- **DIRECTION**
Give back the full material, exactly as it reads.

Pointing records:
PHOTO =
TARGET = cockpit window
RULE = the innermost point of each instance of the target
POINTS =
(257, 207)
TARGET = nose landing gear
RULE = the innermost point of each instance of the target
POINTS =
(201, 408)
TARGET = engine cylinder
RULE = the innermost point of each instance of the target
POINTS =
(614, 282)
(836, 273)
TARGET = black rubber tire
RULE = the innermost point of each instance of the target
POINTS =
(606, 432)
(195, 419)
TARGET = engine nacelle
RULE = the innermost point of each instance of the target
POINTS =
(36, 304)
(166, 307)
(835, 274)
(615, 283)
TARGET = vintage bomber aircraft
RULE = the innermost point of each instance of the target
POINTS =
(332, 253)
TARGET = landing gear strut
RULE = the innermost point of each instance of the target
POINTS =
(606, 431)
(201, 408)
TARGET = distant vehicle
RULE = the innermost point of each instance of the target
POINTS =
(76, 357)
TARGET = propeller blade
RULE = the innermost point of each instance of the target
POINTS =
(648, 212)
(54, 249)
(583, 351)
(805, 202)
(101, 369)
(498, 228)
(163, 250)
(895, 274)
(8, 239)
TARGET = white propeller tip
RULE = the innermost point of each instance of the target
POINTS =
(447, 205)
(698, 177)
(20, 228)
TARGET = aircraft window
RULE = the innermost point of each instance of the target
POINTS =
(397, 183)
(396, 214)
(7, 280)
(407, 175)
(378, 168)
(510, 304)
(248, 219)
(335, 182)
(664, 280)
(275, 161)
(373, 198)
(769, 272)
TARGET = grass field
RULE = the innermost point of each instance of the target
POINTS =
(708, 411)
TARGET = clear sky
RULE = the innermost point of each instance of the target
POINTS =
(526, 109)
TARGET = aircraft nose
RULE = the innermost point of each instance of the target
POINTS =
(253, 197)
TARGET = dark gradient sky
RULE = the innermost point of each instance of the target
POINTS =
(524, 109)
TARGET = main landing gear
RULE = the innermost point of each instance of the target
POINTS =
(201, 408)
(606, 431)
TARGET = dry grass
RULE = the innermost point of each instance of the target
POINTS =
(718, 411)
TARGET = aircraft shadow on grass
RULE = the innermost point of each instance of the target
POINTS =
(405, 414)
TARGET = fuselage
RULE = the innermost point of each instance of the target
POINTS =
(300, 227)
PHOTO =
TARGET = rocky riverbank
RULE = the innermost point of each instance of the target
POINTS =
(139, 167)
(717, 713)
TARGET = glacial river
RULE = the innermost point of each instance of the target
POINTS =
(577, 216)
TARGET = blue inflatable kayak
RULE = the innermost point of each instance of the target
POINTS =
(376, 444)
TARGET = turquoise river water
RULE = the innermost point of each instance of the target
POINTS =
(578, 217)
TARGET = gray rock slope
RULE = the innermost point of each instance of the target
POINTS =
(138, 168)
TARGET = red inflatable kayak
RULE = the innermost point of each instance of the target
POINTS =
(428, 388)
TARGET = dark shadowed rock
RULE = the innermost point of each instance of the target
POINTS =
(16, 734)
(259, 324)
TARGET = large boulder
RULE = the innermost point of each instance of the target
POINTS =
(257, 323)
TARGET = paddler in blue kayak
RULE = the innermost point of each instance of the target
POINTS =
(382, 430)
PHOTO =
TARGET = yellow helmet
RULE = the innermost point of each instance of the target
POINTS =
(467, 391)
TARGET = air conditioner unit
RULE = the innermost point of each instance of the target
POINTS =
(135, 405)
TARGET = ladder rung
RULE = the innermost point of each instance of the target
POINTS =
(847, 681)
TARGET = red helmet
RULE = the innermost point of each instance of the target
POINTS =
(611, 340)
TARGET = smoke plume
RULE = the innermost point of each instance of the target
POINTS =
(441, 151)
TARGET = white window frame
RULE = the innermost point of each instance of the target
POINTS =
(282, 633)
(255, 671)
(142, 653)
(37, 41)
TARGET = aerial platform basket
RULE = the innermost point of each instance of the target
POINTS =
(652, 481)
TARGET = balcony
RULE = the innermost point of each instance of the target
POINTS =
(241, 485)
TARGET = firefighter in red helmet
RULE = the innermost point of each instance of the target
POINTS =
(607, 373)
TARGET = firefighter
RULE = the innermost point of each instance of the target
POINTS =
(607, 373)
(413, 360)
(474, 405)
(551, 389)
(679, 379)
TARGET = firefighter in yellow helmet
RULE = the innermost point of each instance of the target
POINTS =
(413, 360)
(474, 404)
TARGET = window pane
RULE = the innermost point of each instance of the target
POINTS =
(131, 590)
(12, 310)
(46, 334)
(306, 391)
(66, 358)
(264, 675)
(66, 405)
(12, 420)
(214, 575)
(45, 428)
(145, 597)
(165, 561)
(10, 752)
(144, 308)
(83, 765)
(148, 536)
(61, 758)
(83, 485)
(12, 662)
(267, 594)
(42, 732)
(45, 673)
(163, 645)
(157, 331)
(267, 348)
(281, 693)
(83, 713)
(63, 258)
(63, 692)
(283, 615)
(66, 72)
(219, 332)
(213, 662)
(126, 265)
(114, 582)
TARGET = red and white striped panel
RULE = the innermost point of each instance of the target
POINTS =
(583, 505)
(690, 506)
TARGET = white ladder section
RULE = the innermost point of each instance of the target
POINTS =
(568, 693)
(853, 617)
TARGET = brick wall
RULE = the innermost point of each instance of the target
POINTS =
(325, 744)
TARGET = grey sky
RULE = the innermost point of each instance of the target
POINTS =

- **FINAL RESULT**
PHOTO =
TARGET = cockpit window
RULE = the innermost point of each instance of the target
POINTS =
(257, 207)
TARGET = nose landing gear
RULE = the innermost point of each instance of the target
POINTS =
(201, 408)
TARGET = engine cylinder
RULE = the innermost point of each instance of the target
POINTS =
(614, 282)
(836, 273)
TARGET = black rubber tire
RULE = the innermost point of each instance of the target
POINTS =
(606, 432)
(195, 419)
TARGET = engine nacelle
RULE = the innermost point of each instance of the target
POINTS =
(36, 304)
(166, 307)
(835, 274)
(615, 283)
TARGET = vintage bomber aircraft
RULE = the innermost point of each instance of the target
POINTS =
(332, 253)
TARGET = landing gear strut
RULE = the innermost point of each instance of the target
POINTS =
(606, 431)
(201, 408)
TARGET = distant vehicle
RULE = the innermost point of each instance of the target
POINTS =
(76, 357)
TARGET = propeller blade
RULE = the innermost point of each instance of the target
POINTS =
(648, 212)
(54, 249)
(583, 351)
(805, 202)
(101, 369)
(498, 228)
(163, 250)
(895, 274)
(8, 239)
TARGET = white propeller tip
RULE = the innermost point of each instance of the target
POINTS =
(447, 205)
(698, 177)
(20, 228)
TARGET = aircraft window
RULE = the innermost point of each instance of the target
POINTS =
(397, 183)
(396, 214)
(7, 280)
(407, 175)
(378, 168)
(510, 304)
(248, 219)
(335, 182)
(664, 280)
(275, 161)
(373, 198)
(769, 272)
TARGET = grass field
RULE = the innermost point of each instance of the target
POINTS =
(708, 411)
TARGET = clear sky
RULE = the innermost point of each instance of the target
POINTS =
(526, 109)
TARGET = aircraft nose
RULE = the innermost point of each instance of the target
POINTS =
(253, 197)
TARGET = dark gradient sky
RULE = the innermost point of each instance of the target
POINTS =
(524, 109)
TARGET = main landing gear
RULE = the innermost point of each instance of the target
POINTS =
(201, 408)
(606, 431)
TARGET = dry grass
RULE = the innermost point of each instance of the target
POINTS =
(718, 411)
TARGET = aircraft shadow on grass
RULE = the innermost point of each instance of the target
POINTS =
(405, 414)
TARGET = fuselage
RULE = the innermost point of each instance of the target
POINTS =
(300, 227)
PHOTO =
TARGET = rocky riverbank
RULE = the innermost point of each instance of the target
POINTS =
(139, 167)
(717, 713)
TARGET = glacial river
RULE = the innermost point of each instance of the target
POINTS =
(577, 216)
TARGET = blue inflatable kayak
RULE = the innermost point of each instance of the target
POINTS =
(376, 444)
TARGET = turquoise river water
RULE = the innermost point of each instance of the target
POINTS =
(578, 217)
TARGET = gray rock slope
RULE = the innermost point of each instance of the target
POINTS =
(138, 168)
TARGET = red inflatable kayak
RULE = the innermost point of each instance of the target
POINTS =
(428, 388)
TARGET = dark shadowed rock
RULE = the innermost point of each instance of the target
POINTS =
(16, 734)
(259, 324)
TARGET = large boulder
RULE = the innermost point of each instance of the target
POINTS =
(257, 323)
TARGET = paddler in blue kayak
RULE = the innermost point of each instance of the target
POINTS =
(382, 430)
PHOTO =
TARGET = yellow helmet
RULE = the innermost point of each instance of the target
POINTS =
(467, 391)
TARGET = air conditioner unit
RULE = the innermost point of each instance of the target
POINTS =
(135, 405)
TARGET = ladder rung
RULE = the innermost point of each instance of the target
POINTS =
(847, 681)
TARGET = red helmet
RULE = the innermost point of each instance of the target
POINTS =
(611, 340)
TARGET = smoke plume
RULE = the innermost point of each instance of the target
POINTS =
(441, 151)
TARGET = white window frame
RULE = the innermost point of each instance of the target
POINTS =
(282, 633)
(255, 671)
(142, 653)
(37, 41)
TARGET = aerial platform basket
RULE = the innermost point of each instance of the target
POINTS =
(652, 481)
TARGET = balcony
RULE = the innermost point of each instance of the target
POINTS =
(241, 485)
TARGET = firefighter in red helmet
RULE = the innermost point of each instance of the target
POINTS =
(607, 373)
TARGET = firefighter
RULE = the innermost point of each instance of the target
POINTS =
(607, 373)
(413, 360)
(474, 405)
(551, 389)
(679, 379)
TARGET = firefighter in yellow helmet
RULE = the innermost point of each instance of the target
POINTS =
(413, 360)
(474, 404)
TARGET = window pane
RULE = the innermost point of each instance of the target
POINTS =
(131, 590)
(12, 310)
(46, 334)
(306, 391)
(66, 358)
(264, 675)
(66, 405)
(12, 420)
(214, 575)
(45, 428)
(145, 597)
(165, 561)
(10, 752)
(144, 308)
(83, 765)
(148, 536)
(61, 758)
(83, 485)
(12, 662)
(267, 594)
(42, 732)
(45, 673)
(163, 645)
(157, 331)
(267, 348)
(281, 693)
(83, 713)
(63, 258)
(63, 692)
(283, 615)
(66, 72)
(219, 332)
(213, 662)
(126, 265)
(114, 582)
TARGET = red and white striped panel
RULE = the innermost point of each instance of the target
POINTS =
(583, 505)
(690, 506)
TARGET = white ladder section
RULE = the innermost point of each instance of the target
POINTS =
(568, 693)
(853, 617)
TARGET = brick wall
RULE = the innermost point of each instance of the target
POINTS =
(325, 744)
TARGET = grey sky
RULE = the innermost point of each instance of the target
POINTS =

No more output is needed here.